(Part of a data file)
((
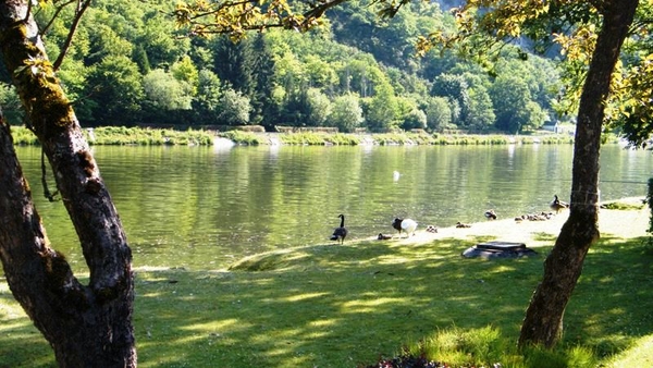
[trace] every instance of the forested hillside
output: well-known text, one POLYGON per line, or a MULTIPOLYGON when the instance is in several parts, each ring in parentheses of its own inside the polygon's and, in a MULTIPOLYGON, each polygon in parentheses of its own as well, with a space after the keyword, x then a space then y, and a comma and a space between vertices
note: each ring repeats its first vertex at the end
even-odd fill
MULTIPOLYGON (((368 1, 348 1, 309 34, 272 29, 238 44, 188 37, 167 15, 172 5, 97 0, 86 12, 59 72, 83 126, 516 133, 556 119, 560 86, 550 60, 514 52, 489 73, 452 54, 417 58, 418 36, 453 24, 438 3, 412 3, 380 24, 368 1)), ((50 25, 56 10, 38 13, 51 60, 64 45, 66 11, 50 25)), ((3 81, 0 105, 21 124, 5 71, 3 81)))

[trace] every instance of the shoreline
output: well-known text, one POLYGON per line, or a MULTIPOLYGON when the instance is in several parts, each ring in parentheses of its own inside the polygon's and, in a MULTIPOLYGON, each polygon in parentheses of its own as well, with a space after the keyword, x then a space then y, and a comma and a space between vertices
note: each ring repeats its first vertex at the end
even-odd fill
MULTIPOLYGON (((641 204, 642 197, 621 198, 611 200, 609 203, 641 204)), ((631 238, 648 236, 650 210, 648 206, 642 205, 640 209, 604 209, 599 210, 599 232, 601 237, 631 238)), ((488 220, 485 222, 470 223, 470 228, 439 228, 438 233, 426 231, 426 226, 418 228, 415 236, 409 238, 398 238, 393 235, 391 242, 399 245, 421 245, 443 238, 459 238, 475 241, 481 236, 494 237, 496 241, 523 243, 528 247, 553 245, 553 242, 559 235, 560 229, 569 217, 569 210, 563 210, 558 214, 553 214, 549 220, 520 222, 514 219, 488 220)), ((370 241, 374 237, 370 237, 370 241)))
))
((
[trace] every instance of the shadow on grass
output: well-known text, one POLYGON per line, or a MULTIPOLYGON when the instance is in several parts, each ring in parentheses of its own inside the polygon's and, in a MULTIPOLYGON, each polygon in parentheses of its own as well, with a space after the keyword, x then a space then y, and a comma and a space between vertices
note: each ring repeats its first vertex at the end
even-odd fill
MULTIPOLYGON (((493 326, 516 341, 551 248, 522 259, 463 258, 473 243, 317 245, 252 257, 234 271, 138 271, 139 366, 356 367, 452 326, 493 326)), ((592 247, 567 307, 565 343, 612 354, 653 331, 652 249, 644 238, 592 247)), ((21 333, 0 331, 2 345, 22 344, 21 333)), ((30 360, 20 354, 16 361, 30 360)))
))
((
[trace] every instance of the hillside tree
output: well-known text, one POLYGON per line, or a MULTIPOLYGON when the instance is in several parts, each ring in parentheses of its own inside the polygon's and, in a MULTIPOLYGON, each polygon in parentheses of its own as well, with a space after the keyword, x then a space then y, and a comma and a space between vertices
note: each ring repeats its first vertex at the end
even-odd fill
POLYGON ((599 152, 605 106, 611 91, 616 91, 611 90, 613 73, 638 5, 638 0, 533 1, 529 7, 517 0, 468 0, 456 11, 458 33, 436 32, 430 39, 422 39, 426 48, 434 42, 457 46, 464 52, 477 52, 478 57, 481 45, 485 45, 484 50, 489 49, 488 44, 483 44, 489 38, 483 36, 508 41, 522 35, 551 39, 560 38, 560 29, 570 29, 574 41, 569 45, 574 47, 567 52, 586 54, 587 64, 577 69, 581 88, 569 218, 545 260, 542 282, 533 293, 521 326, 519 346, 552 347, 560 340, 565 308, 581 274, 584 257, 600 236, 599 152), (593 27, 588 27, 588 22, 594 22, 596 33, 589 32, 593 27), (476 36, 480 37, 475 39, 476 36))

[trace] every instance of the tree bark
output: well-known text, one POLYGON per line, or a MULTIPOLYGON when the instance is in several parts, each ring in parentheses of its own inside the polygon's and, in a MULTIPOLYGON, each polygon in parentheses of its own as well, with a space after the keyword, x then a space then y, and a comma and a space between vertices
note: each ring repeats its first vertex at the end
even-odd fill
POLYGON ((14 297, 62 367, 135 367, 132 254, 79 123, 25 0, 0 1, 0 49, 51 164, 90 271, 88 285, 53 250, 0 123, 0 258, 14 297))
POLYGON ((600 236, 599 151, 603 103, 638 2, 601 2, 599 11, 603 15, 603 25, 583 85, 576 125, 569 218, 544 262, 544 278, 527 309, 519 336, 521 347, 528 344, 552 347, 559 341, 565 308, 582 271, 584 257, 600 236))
))
## Written request
Please rewrite the records starting at the line that has "[trace] every instance of the tree bark" and ending after the line that has "POLYGON ((600 236, 599", substituting "loop" for every "ring" and leaving the rest unchanged.

## Exercise result
[trace] every instance of the tree bark
output: well-known text, one POLYGON per line, or a MULTIPOLYGON when the instance is in several parts, each loop in parentheses of its own inside the polygon's and, in a MULTIPOLYGON, each polygon in parentheses of its own as well, with a space after the keyword, x then a space then y, and a comma and a space between vertices
note: each loop repeats its first vertex at the end
even-odd fill
POLYGON ((14 297, 62 367, 135 367, 132 254, 79 123, 25 0, 0 1, 0 49, 51 164, 90 271, 88 285, 53 250, 0 123, 0 258, 14 297))
POLYGON ((600 236, 599 151, 603 103, 638 2, 601 2, 599 11, 603 15, 603 25, 583 85, 576 125, 569 218, 544 262, 544 278, 527 309, 519 336, 521 347, 528 344, 552 347, 559 341, 565 308, 582 271, 584 257, 600 236))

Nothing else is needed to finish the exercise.